(RAW DATA)

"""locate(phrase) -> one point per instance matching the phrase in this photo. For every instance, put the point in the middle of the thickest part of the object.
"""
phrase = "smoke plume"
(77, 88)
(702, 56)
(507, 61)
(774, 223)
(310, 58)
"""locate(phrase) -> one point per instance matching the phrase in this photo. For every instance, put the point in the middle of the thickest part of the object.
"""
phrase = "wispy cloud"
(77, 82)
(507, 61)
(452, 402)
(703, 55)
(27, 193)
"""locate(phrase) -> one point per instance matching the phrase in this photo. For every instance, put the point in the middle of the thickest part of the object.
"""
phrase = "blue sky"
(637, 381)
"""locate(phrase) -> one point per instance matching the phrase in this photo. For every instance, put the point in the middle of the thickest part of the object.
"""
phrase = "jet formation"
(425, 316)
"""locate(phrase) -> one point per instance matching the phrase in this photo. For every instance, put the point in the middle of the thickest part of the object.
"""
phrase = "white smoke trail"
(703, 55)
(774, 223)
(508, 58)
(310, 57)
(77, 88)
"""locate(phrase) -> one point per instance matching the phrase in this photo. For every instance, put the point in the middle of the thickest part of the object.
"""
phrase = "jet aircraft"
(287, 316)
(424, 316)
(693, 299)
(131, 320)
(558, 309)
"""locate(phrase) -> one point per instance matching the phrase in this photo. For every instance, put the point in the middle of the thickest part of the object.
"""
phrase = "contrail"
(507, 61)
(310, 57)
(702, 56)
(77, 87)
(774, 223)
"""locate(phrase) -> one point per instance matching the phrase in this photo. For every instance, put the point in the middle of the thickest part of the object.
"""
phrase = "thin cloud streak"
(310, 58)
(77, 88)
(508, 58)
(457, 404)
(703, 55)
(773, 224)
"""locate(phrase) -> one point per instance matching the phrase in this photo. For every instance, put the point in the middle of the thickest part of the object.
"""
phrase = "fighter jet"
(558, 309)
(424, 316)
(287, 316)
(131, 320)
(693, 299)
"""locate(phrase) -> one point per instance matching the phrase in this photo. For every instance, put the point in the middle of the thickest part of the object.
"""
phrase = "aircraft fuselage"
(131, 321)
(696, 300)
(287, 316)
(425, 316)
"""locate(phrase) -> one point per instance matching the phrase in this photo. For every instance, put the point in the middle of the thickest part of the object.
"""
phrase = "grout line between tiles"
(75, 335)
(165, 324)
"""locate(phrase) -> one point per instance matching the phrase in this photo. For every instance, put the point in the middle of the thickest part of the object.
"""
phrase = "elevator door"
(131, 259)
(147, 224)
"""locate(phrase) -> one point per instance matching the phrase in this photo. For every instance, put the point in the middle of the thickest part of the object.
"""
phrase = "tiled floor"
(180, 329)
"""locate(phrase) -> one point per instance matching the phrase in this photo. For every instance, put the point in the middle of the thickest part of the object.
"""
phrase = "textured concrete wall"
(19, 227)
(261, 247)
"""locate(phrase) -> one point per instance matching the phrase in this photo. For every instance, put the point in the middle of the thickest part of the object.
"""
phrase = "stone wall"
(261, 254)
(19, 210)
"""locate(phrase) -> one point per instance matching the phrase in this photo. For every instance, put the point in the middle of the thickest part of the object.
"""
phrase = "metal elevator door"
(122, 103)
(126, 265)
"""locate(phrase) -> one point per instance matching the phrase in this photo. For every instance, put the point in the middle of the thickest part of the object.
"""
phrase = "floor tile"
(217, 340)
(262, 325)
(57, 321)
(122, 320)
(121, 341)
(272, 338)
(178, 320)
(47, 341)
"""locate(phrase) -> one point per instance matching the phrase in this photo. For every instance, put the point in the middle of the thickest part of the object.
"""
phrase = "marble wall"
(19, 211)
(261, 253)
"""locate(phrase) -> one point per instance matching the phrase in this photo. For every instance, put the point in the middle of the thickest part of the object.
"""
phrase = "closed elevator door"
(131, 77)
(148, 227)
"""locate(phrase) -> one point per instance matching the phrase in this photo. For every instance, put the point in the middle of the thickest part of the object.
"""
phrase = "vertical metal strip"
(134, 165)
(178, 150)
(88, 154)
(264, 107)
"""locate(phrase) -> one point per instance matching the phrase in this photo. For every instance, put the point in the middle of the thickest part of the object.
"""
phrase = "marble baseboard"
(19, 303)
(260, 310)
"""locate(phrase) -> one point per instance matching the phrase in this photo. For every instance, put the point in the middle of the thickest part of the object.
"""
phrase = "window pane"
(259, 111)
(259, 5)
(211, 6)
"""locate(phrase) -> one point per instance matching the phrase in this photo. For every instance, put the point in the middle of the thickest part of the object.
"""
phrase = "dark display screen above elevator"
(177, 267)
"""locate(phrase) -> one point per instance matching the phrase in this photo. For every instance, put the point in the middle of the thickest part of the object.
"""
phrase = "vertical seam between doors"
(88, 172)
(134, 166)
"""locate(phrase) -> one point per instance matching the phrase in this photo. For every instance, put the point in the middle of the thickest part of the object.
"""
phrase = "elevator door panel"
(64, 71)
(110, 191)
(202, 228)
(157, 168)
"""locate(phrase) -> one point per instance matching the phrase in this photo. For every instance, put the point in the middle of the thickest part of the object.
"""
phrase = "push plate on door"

(End RAW DATA)

PROBLEM DESCRIPTION> Line by line, transcribe all of the records exactly.

OUTPUT FOR THIS TASK>
"""locate(phrase) -> one point per instance matching the phrase in this photo. For every instance, put the point in the middle of the thickest part of the object.
"""
phrase = "smoke plume"
(77, 88)
(702, 56)
(507, 61)
(774, 223)
(310, 58)
"""locate(phrase) -> one point per instance matching the phrase in this photo. For every instance, put the point in the middle of the thickest part of the object.
"""
phrase = "wispy cloud"
(77, 82)
(507, 61)
(452, 402)
(703, 55)
(27, 193)
"""locate(phrase) -> one point per instance matching the phrase in this photo. For every instance, put the point in the middle of the thickest part of the object.
"""
phrase = "blue sky"
(637, 381)
"""locate(phrase) -> one point per instance matching the phrase in this photo. For every instance, put the point in the middle of the thickest part of the object.
"""
phrase = "jet formation"
(425, 316)
"""locate(phrase) -> one point per instance matching the phrase in this photo. For every instance, put the point in the middle of the thickest part of the object.
"""
phrase = "white smoke trail"
(703, 55)
(774, 223)
(508, 58)
(310, 57)
(77, 88)
"""locate(phrase) -> one point per instance matching the phrase in this photo. For every instance, put the point in the middle of the thickest part of the object.
"""
phrase = "jet aircraft"
(287, 316)
(424, 316)
(693, 299)
(131, 320)
(558, 309)
"""locate(phrase) -> one point per instance matching the phrase in this photo. For every instance, put the point in the middle of the thickest part of the object.
"""
phrase = "contrail"
(507, 61)
(310, 57)
(702, 56)
(77, 87)
(774, 223)
"""locate(phrase) -> one point per instance matching the phrase in this photo. For every instance, put the point in the middle of the thickest part of the object.
"""
phrase = "thin cloud streak"
(310, 58)
(77, 88)
(508, 58)
(457, 404)
(703, 55)
(773, 224)
"""locate(phrase) -> one point per instance matching the phrase in this photo. For every instance, put the point in the middle of the thickest part of the object.
"""
phrase = "fighter jet"
(558, 309)
(424, 316)
(287, 316)
(131, 320)
(693, 299)
"""locate(phrase) -> one point per instance matching the phrase in this photo. For every instance, put the point in the middle of the thickest part of the object.
"""
phrase = "aircraft fuselage"
(131, 321)
(696, 300)
(287, 316)
(425, 316)
"""locate(phrase) -> one point per instance matching the phrase in this photo. For every instance, put the point in the middle of the thickest part of the object.
"""
phrase = "grout line between tiles"
(75, 335)
(165, 324)
"""locate(phrase) -> one point per instance matching the phrase in this photo. For every instance, put the point in the middle of the thickest part of the object.
"""
phrase = "elevator door"
(131, 259)
(147, 224)
"""locate(phrase) -> one point per instance matching the phrase in this photo. For every instance, put the point in the middle of the thickest part of the object.
"""
phrase = "tiled floor"
(180, 329)
"""locate(phrase) -> one point per instance matching the phrase in this photo. For every instance, put the point in the middle of the thickest part of the object.
"""
phrase = "textured concrete wall"
(19, 227)
(261, 247)
"""locate(phrase) -> one point per instance matching the phrase in this photo. For every instance, put the point in the middle of the thickest part of the object.
"""
phrase = "stone wall"
(261, 254)
(19, 210)
"""locate(phrase) -> one point per instance matching the phrase in this photo. For every instance, put the point in the middle of the thickest part of the object.
"""
phrase = "metal elevator door"
(122, 103)
(126, 265)
"""locate(phrase) -> one point per instance matching the phrase in this photo. For every instance, put the point in the middle of the thickest part of the object.
"""
phrase = "floor tile"
(217, 340)
(262, 325)
(57, 321)
(122, 320)
(121, 341)
(272, 338)
(178, 320)
(47, 341)
"""locate(phrase) -> one point per instance matching the phrase in this photo. For every instance, put the point in the middle of the thickest part of the object.
"""
phrase = "marble wall"
(19, 211)
(261, 253)
"""locate(phrase) -> one point per instance matching the phrase in this photo. For every instance, put the point in the middle of the thickest part of the object.
"""
phrase = "closed elevator door"
(131, 77)
(148, 227)
"""locate(phrase) -> one point per instance matching the phrase in this photo. For every instance, put the point in the middle of the thickest part of the object.
"""
phrase = "vertical metal strip"
(134, 165)
(178, 150)
(88, 154)
(264, 107)
"""locate(phrase) -> one point per instance matching the phrase in this photo. For every instance, put the point in the middle of the thickest part of the object.
"""
phrase = "marble baseboard"
(19, 303)
(260, 310)
"""locate(phrase) -> one point per instance matching the phrase in this photo. For every instance, put the point in the middle of the thickest part of the object.
"""
phrase = "window pane"
(259, 111)
(259, 5)
(211, 6)
"""locate(phrase) -> one point per instance matching the phrase in this photo. For every instance, put the point in the middle of the thickest part of the object.
"""
phrase = "dark display screen above elevator"
(177, 267)
"""locate(phrase) -> one point per instance matching the phrase in this photo. For every instance, put the point in the middle of the thickest part of the object.
"""
phrase = "vertical seam between doors"
(88, 172)
(134, 166)
"""locate(phrase) -> one point per instance matching the phrase in this photo. For every instance, put the point in the middle of the thickest part of the object.
"""
phrase = "elevator door panel"
(64, 71)
(110, 191)
(202, 228)
(157, 168)
"""locate(phrase) -> one point per instance matching the phrase in this photo. For every instance, put the point in the middle of the thickest part of the object.
"""
phrase = "push plate on door"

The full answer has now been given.